## START PROVIDED RECORDS

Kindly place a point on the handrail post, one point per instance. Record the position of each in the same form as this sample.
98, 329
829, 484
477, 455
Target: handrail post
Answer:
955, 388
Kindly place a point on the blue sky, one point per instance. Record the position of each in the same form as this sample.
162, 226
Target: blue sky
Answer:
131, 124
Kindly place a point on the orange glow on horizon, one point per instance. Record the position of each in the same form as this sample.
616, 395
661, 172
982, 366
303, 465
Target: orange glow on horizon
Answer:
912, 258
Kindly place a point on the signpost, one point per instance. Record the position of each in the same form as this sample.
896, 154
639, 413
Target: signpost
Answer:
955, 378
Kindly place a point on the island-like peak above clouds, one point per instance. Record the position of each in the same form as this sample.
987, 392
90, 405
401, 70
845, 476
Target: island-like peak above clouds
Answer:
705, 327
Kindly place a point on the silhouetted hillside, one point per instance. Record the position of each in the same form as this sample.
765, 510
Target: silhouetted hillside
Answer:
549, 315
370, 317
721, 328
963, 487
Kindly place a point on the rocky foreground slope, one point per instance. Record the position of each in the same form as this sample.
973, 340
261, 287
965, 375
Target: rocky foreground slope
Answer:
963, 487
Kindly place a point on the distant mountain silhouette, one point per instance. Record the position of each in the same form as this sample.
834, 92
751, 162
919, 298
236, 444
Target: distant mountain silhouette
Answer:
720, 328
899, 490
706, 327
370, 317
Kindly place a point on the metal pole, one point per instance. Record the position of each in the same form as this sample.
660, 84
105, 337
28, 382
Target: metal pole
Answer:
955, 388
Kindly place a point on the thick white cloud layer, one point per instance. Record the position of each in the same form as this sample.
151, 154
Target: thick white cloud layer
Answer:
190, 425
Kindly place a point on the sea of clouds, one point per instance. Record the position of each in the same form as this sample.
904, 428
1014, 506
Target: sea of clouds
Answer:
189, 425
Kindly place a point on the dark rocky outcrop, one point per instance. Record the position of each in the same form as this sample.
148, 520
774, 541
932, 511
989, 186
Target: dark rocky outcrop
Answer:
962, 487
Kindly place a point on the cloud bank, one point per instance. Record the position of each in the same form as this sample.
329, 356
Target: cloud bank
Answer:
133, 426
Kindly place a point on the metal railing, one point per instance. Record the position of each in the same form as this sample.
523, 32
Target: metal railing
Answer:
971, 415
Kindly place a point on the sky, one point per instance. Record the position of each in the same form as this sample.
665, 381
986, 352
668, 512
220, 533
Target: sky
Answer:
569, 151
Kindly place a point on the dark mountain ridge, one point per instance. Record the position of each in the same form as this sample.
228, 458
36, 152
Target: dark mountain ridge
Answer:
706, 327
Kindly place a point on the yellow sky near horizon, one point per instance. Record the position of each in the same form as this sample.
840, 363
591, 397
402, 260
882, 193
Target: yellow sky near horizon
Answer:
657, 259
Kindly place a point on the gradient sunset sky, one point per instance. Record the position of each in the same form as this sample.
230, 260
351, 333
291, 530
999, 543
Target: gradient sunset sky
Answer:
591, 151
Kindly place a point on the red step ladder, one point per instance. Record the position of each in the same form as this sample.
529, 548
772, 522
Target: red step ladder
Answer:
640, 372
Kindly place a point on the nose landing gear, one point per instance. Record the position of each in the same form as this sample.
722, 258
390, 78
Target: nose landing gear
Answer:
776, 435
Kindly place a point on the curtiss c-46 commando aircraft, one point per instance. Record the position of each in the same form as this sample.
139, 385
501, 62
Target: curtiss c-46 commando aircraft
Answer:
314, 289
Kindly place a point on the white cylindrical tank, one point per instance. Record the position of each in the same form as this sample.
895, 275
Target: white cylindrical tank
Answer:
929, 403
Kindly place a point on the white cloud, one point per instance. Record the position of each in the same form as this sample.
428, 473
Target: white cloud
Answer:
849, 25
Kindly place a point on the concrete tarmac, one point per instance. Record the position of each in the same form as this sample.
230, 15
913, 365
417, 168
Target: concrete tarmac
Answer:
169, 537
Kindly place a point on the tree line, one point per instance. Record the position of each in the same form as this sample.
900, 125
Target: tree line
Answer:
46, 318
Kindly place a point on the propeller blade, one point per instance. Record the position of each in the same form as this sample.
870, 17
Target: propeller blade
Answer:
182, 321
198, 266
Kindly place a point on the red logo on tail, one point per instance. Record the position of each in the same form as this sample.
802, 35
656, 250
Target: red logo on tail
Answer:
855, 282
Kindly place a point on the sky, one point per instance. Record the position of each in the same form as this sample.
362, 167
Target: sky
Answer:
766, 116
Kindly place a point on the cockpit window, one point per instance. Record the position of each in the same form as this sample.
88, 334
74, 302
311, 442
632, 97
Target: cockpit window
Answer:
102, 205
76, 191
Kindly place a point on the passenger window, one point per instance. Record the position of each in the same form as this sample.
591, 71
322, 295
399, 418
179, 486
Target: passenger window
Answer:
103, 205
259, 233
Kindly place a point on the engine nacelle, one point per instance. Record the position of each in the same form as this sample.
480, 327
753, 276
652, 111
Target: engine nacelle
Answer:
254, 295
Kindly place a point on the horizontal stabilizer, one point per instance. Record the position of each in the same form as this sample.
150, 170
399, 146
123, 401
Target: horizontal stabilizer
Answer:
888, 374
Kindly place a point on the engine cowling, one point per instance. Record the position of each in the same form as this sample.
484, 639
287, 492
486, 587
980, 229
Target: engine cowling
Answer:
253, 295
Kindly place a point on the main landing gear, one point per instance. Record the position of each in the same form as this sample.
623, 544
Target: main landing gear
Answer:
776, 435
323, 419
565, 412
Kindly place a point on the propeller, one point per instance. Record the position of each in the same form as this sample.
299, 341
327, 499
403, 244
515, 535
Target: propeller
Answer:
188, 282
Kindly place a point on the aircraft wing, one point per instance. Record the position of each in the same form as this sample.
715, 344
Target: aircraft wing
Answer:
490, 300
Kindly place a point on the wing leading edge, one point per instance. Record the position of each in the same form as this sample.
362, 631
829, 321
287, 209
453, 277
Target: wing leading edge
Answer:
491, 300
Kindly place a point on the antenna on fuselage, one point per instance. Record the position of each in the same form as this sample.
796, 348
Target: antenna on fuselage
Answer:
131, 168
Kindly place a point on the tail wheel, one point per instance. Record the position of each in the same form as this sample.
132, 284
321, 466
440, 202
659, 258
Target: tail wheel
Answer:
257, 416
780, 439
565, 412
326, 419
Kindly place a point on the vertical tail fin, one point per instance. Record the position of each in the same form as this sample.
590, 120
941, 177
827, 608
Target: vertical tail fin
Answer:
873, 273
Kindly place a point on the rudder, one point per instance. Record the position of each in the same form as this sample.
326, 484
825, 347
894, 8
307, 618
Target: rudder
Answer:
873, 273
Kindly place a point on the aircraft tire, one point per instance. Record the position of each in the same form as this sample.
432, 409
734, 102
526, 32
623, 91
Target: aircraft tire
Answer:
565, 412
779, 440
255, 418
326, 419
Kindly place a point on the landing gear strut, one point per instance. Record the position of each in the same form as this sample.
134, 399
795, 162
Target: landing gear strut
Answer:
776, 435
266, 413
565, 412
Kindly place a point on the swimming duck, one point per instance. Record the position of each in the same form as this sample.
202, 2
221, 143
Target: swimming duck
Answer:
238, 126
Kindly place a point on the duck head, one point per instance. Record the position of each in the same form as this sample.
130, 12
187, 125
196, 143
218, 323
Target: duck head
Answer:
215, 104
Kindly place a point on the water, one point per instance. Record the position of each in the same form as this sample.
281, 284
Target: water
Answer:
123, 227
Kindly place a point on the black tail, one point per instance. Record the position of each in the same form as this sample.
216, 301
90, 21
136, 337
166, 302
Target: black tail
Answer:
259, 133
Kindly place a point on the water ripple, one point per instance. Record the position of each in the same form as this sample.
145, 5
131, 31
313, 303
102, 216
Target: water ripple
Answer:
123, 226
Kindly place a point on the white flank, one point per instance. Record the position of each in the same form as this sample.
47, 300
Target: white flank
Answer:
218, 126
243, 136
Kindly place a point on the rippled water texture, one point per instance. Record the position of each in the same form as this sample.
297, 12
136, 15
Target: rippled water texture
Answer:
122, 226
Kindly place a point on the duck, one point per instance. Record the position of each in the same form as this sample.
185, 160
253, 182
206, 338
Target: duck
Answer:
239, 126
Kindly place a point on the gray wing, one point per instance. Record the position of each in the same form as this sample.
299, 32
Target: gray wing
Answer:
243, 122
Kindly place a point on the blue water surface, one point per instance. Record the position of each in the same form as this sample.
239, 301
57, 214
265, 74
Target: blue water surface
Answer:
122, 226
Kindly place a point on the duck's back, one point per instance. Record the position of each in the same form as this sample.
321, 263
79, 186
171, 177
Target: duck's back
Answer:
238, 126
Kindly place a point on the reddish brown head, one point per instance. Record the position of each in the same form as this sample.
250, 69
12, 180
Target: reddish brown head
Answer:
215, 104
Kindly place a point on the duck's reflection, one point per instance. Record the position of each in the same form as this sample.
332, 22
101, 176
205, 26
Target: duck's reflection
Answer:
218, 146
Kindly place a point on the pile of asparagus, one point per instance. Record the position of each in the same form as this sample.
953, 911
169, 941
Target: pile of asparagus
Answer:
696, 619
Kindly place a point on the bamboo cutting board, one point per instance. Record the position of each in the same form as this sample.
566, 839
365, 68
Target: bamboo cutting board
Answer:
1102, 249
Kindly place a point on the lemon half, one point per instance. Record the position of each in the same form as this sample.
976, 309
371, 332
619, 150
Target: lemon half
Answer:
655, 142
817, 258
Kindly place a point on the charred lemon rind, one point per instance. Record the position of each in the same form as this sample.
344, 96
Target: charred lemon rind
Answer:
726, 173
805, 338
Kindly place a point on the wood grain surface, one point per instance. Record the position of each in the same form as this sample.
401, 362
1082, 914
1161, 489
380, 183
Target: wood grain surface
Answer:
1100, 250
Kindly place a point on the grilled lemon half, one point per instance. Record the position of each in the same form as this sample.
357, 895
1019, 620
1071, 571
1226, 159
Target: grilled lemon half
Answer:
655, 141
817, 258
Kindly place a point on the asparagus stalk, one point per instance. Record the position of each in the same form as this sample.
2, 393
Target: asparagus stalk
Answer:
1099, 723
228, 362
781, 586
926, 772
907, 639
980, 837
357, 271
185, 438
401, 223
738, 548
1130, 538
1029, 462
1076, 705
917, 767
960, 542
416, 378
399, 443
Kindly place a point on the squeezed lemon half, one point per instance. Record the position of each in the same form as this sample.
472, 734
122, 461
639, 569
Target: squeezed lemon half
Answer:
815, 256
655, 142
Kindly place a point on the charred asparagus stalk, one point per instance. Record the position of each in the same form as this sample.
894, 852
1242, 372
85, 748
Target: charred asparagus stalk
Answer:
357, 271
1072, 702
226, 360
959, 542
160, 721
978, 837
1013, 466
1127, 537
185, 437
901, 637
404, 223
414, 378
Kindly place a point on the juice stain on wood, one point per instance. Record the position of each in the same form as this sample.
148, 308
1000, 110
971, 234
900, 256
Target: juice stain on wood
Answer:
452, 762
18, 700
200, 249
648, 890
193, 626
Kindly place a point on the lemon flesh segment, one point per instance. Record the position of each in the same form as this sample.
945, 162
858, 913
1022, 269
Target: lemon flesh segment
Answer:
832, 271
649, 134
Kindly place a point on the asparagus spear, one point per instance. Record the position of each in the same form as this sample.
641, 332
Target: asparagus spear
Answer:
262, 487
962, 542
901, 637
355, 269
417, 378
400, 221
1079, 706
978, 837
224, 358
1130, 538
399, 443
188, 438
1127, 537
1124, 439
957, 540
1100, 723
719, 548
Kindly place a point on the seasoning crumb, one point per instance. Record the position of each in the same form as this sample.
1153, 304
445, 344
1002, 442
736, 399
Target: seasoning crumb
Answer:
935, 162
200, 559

## END PROVIDED RECORDS

**EXERCISE DIRECTIONS**
Quote exactly what appears from the line containing "Kindly place a point on the juice" through the final line of the listing above, including both of those lines.

**EXERCISE SOLUTION**
Kindly place a point on the juice stain on wood, one point per instance. Record the position of each in the same form as this sample.
148, 308
1000, 110
971, 234
900, 256
Target: juice stain on wood
Answer:
452, 762
18, 700
200, 249
648, 890
193, 626
Kindly place a point on the lemon flesh segment, one point per instance. Record the position of each in the same form as this sample.
945, 162
858, 913
1022, 269
Target: lemon flesh segment
Answer:
832, 271
649, 134
Kindly place a point on the asparagus spear, one point per instance. Record the position of each in the same form as this sample.
641, 332
Target: asparagus spear
Answer:
262, 487
962, 542
901, 637
355, 269
417, 378
400, 221
1079, 706
978, 837
224, 358
1130, 538
399, 443
188, 438
1127, 537
1124, 439
957, 540
1100, 723
719, 548
Kindly place a point on the seasoning crumb, one point per instance. Record the position of each in the same form as this sample.
1153, 304
445, 344
1002, 442
736, 399
Target: seasoning crumb
Answer:
935, 162
200, 559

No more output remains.